Point-per-instance localization data:
★ ★ ★ ★ ★ ★ ★

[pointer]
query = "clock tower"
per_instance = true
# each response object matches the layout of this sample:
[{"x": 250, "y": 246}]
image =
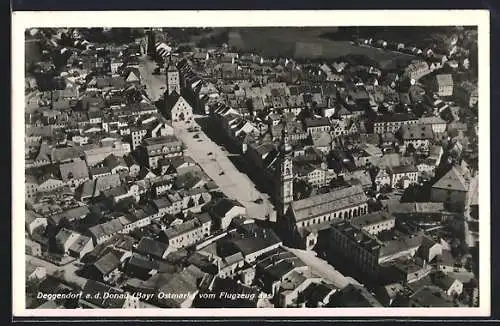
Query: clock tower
[
  {"x": 173, "y": 78},
  {"x": 285, "y": 174}
]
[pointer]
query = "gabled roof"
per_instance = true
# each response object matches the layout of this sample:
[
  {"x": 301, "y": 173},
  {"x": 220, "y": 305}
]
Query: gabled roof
[
  {"x": 74, "y": 170},
  {"x": 452, "y": 180},
  {"x": 151, "y": 247},
  {"x": 223, "y": 205},
  {"x": 107, "y": 263}
]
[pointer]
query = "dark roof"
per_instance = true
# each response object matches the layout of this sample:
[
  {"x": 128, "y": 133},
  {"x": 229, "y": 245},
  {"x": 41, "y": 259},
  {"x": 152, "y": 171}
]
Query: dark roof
[
  {"x": 317, "y": 122},
  {"x": 93, "y": 293},
  {"x": 107, "y": 263},
  {"x": 151, "y": 247},
  {"x": 222, "y": 206}
]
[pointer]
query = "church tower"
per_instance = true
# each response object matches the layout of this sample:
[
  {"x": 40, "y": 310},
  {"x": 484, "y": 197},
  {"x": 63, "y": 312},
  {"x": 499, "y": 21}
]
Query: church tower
[
  {"x": 285, "y": 174},
  {"x": 173, "y": 78}
]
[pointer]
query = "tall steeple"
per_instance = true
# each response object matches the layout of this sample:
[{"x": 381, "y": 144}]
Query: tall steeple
[
  {"x": 285, "y": 174},
  {"x": 172, "y": 77}
]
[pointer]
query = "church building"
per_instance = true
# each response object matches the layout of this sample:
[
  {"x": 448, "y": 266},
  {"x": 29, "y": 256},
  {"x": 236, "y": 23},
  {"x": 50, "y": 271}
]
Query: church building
[
  {"x": 176, "y": 107},
  {"x": 303, "y": 219}
]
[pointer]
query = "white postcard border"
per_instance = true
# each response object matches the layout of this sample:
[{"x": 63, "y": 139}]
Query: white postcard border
[{"x": 23, "y": 20}]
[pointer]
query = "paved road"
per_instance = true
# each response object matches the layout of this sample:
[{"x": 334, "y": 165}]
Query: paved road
[
  {"x": 66, "y": 273},
  {"x": 323, "y": 269},
  {"x": 469, "y": 237},
  {"x": 232, "y": 182}
]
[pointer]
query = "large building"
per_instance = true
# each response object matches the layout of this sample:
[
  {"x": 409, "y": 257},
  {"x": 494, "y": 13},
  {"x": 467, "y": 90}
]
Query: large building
[
  {"x": 154, "y": 149},
  {"x": 173, "y": 80},
  {"x": 452, "y": 189},
  {"x": 355, "y": 244},
  {"x": 392, "y": 123}
]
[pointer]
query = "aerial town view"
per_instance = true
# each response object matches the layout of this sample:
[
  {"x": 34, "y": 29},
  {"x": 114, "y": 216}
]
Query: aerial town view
[{"x": 252, "y": 167}]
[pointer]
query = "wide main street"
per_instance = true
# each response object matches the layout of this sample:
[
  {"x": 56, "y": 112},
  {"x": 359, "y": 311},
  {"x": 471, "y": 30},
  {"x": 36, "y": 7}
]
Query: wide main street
[{"x": 210, "y": 156}]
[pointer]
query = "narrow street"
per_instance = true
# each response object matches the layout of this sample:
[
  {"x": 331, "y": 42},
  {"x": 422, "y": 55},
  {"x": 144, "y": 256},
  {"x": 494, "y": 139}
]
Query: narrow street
[
  {"x": 323, "y": 269},
  {"x": 215, "y": 162},
  {"x": 66, "y": 273},
  {"x": 217, "y": 165}
]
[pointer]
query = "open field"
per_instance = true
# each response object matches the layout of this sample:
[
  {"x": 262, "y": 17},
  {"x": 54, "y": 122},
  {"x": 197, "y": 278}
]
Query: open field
[{"x": 306, "y": 43}]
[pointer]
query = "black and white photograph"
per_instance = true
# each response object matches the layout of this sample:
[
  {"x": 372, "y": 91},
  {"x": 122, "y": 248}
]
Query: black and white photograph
[{"x": 189, "y": 165}]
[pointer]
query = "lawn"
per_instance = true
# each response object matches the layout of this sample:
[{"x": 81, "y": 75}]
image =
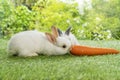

★ ★ ★ ★ ★ ★ ★

» What the task asks
None of the pictures should appear; the rest of the entries must be reproduced exactly.

» Exercise result
[pointer]
query = "clock tower"
per_instance = true
# each response object matches the layout of this sample:
[{"x": 250, "y": 246}]
image =
Query: clock tower
[
  {"x": 173, "y": 78},
  {"x": 285, "y": 174}
]
[pointer]
query = "gabled roof"
per_instance = true
# each response object matches the layout of this sample:
[
  {"x": 301, "y": 173},
  {"x": 220, "y": 305}
]
Query: gabled roof
[
  {"x": 74, "y": 170},
  {"x": 452, "y": 180},
  {"x": 151, "y": 247},
  {"x": 223, "y": 205},
  {"x": 107, "y": 263}
]
[pointer]
query = "dark roof"
per_instance = true
# each response object matches the layout of this sample:
[
  {"x": 128, "y": 133},
  {"x": 229, "y": 245},
  {"x": 41, "y": 259},
  {"x": 152, "y": 171}
]
Query: dark roof
[
  {"x": 317, "y": 122},
  {"x": 93, "y": 293},
  {"x": 107, "y": 263},
  {"x": 151, "y": 247},
  {"x": 222, "y": 206}
]
[pointer]
query = "church tower"
per_instance = true
# each response object matches the layout of this sample:
[
  {"x": 40, "y": 310},
  {"x": 484, "y": 197},
  {"x": 63, "y": 312},
  {"x": 499, "y": 21}
]
Query: church tower
[
  {"x": 285, "y": 174},
  {"x": 173, "y": 78}
]
[pointer]
query = "tall steeple"
per_instance = true
# each response object matches the layout of this sample:
[{"x": 381, "y": 144}]
Query: tall steeple
[
  {"x": 285, "y": 174},
  {"x": 172, "y": 77}
]
[pointer]
query = "church building"
per_instance = true
# each response object matches the layout of this sample:
[
  {"x": 448, "y": 266},
  {"x": 29, "y": 256},
  {"x": 236, "y": 23},
  {"x": 50, "y": 271}
]
Query: church building
[
  {"x": 176, "y": 107},
  {"x": 303, "y": 219}
]
[pointer]
query = "white postcard border"
per_instance = true
# each response object matches the layout of this sample:
[{"x": 63, "y": 139}]
Query: white postcard border
[{"x": 23, "y": 20}]
[pointer]
query = "paved road"
per_instance = true
# each response object matches the layout of this sample:
[{"x": 334, "y": 165}]
Query: paved road
[
  {"x": 66, "y": 273},
  {"x": 323, "y": 269},
  {"x": 469, "y": 237},
  {"x": 232, "y": 182}
]
[pointer]
query = "large building"
per_instance = true
# each response object matches the layout of this sample:
[
  {"x": 409, "y": 257},
  {"x": 494, "y": 13},
  {"x": 467, "y": 90}
]
Query: large building
[
  {"x": 154, "y": 149},
  {"x": 173, "y": 80},
  {"x": 452, "y": 189},
  {"x": 355, "y": 244},
  {"x": 392, "y": 123}
]
[pointer]
query = "aerial town view"
per_instance = true
# each response object matches the layout of this sample:
[
  {"x": 34, "y": 29},
  {"x": 114, "y": 216}
]
Query: aerial town view
[{"x": 252, "y": 167}]
[pointer]
query = "wide main street"
per_instance = true
# each response object matches the layout of this sample:
[
  {"x": 56, "y": 112},
  {"x": 359, "y": 311},
  {"x": 471, "y": 30},
  {"x": 36, "y": 7}
]
Query: wide main street
[{"x": 210, "y": 156}]
[pointer]
query = "narrow street"
per_instance = true
# each response object matches the layout of this sample:
[
  {"x": 331, "y": 42},
  {"x": 422, "y": 55},
  {"x": 144, "y": 256},
  {"x": 494, "y": 139}
]
Query: narrow street
[
  {"x": 323, "y": 269},
  {"x": 215, "y": 162},
  {"x": 66, "y": 273},
  {"x": 217, "y": 165}
]
[pointer]
query = "open field"
per_instance = true
# each response object matches the layout of this sample:
[
  {"x": 262, "y": 17},
  {"x": 54, "y": 122},
  {"x": 197, "y": 278}
]
Query: open field
[{"x": 306, "y": 43}]
[pointer]
query = "black and white photograph"
per_instance = true
# each response object matches the layout of this sample:
[
  {"x": 372, "y": 91},
  {"x": 122, "y": 248}
]
Query: black and white photograph
[{"x": 189, "y": 165}]
[pointer]
query = "lawn"
per_instance = true
# each response object matches the layout of this sample:
[{"x": 81, "y": 75}]
image =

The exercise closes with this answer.